Given instruction:
Copy the data below from its first line through the line holding "(35, 206), (273, 419)", inclusive, swapping "pixel coordinates" for "pixel positions" and changing nothing else. Leave the pictures out of your copy.

[Lines of data]
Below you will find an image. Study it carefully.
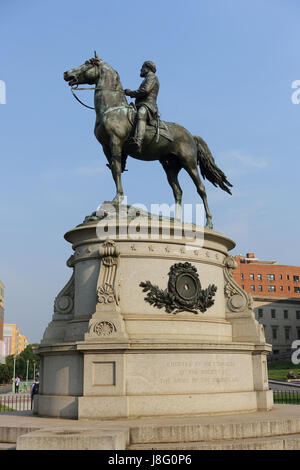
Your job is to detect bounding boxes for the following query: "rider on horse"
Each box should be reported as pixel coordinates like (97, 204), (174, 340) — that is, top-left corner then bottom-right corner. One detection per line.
(125, 60), (159, 153)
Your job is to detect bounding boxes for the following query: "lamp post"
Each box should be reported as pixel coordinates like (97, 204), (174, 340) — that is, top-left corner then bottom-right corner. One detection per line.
(26, 359), (29, 387)
(12, 355), (16, 392)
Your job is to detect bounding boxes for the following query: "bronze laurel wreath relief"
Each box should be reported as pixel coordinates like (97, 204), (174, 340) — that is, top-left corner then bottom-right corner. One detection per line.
(140, 263), (217, 314)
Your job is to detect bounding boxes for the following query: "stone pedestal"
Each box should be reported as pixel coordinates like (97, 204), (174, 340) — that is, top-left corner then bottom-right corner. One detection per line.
(35, 206), (273, 419)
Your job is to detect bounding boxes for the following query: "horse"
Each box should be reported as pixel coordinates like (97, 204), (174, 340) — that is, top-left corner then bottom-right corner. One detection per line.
(64, 52), (232, 229)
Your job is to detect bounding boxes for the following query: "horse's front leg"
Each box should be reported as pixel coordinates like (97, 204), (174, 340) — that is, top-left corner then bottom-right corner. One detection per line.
(110, 143), (124, 204)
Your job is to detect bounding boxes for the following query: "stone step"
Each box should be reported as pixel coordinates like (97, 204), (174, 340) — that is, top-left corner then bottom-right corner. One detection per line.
(0, 442), (16, 450)
(129, 414), (300, 446)
(126, 434), (300, 451)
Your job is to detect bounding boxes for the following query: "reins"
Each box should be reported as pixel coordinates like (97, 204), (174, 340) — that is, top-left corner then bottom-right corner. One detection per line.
(71, 84), (124, 109)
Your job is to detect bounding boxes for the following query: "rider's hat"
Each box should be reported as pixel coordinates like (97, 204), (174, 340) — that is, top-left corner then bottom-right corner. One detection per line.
(143, 60), (156, 73)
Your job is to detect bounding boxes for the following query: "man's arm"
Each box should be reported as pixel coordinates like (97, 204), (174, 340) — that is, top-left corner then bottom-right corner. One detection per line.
(125, 75), (155, 98)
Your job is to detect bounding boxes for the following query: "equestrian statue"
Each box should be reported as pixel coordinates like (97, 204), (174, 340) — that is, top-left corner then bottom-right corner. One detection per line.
(64, 52), (232, 228)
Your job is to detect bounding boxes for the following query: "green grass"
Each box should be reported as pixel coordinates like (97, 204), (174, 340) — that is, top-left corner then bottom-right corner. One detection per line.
(268, 361), (300, 381)
(0, 405), (14, 413)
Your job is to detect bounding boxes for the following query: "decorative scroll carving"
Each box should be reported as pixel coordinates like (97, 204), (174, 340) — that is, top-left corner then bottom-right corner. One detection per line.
(140, 262), (217, 314)
(92, 321), (117, 336)
(97, 239), (120, 305)
(224, 256), (252, 312)
(54, 272), (75, 315)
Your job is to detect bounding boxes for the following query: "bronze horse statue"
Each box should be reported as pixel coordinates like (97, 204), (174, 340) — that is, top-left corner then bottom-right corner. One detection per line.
(64, 52), (232, 228)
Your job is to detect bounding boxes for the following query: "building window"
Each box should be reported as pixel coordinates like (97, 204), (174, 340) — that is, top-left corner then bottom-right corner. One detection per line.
(284, 326), (291, 339)
(272, 327), (277, 339)
(271, 308), (276, 318)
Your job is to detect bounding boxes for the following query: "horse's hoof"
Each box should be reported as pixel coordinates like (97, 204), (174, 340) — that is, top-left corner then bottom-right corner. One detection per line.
(111, 195), (124, 204)
(205, 219), (214, 229)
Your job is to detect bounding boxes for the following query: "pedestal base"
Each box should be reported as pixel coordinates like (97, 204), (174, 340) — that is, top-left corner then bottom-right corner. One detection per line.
(35, 209), (273, 419)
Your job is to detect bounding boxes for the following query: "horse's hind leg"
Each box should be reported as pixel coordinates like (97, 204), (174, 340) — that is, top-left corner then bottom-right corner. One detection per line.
(160, 157), (182, 220)
(184, 160), (213, 228)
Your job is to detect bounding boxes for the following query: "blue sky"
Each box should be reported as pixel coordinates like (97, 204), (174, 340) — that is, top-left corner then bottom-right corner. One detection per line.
(0, 0), (300, 342)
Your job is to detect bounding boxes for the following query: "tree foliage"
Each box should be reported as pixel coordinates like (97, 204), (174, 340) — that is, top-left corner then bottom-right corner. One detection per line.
(0, 344), (40, 383)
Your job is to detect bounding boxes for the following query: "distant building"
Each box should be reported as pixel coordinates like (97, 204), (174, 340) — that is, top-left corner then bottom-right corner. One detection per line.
(233, 253), (300, 355)
(3, 323), (29, 357)
(0, 281), (4, 342)
(0, 281), (4, 364)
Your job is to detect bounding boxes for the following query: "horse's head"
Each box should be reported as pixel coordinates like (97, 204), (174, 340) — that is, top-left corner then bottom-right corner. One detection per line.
(64, 52), (102, 86)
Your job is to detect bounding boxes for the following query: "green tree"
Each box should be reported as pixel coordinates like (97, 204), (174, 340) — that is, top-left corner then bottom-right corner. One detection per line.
(0, 344), (40, 383)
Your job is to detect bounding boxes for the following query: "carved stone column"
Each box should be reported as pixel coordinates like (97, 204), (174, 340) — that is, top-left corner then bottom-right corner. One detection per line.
(224, 256), (266, 344)
(85, 239), (127, 341)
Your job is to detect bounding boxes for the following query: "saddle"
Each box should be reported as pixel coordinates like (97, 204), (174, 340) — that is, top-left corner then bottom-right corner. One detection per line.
(127, 103), (174, 142)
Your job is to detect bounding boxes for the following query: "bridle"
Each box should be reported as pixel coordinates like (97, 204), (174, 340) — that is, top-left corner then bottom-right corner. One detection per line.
(70, 62), (125, 110)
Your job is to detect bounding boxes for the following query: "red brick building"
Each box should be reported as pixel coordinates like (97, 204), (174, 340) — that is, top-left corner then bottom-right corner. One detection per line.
(233, 253), (300, 357)
(0, 281), (4, 363)
(233, 253), (300, 299)
(0, 281), (4, 342)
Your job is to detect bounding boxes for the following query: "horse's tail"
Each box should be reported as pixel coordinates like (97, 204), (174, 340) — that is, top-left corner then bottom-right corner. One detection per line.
(193, 135), (232, 194)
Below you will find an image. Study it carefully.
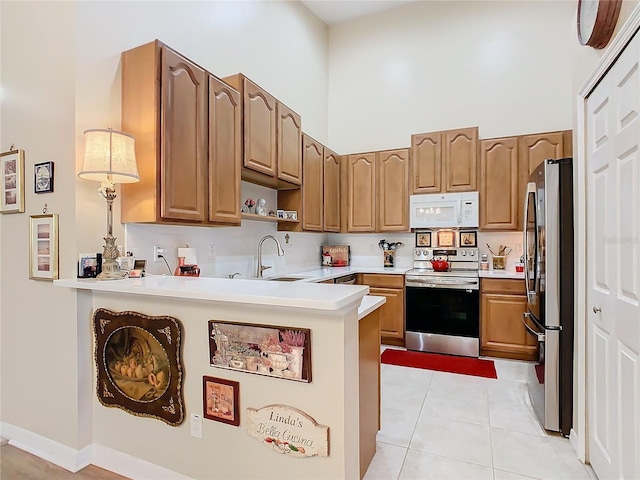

Result for this task:
Below you will find an image. Study it carefully.
Your job is to detect bounding boxes for the following query: "rider on horse"
Each box should be reported as pixel positions like (97, 204), (174, 340) — that is, top-left corner then bottom-right corner. One detection per line.
(125, 60), (159, 153)
Your job is to detect bounding boxes for the following query: "lamp post"
Each box should be reported as pixel positions like (97, 204), (174, 340) — that is, top-left corner then bottom-right corner. One detection per line.
(26, 359), (29, 387)
(12, 355), (16, 392)
Your job is to detect bounding boxes for the following query: "bronze laurel wreath relief"
Each box should be reported as pixel positions like (97, 204), (174, 340) — that is, top-left corner then bottom-right corner. One detection per line.
(140, 263), (217, 314)
Your job is to detect bounding boxes for the following query: "stone pedestal"
Each box should be reported as pixel positions like (97, 204), (174, 340) — that is, top-left corner then bottom-right corner. One detection per line.
(35, 206), (273, 419)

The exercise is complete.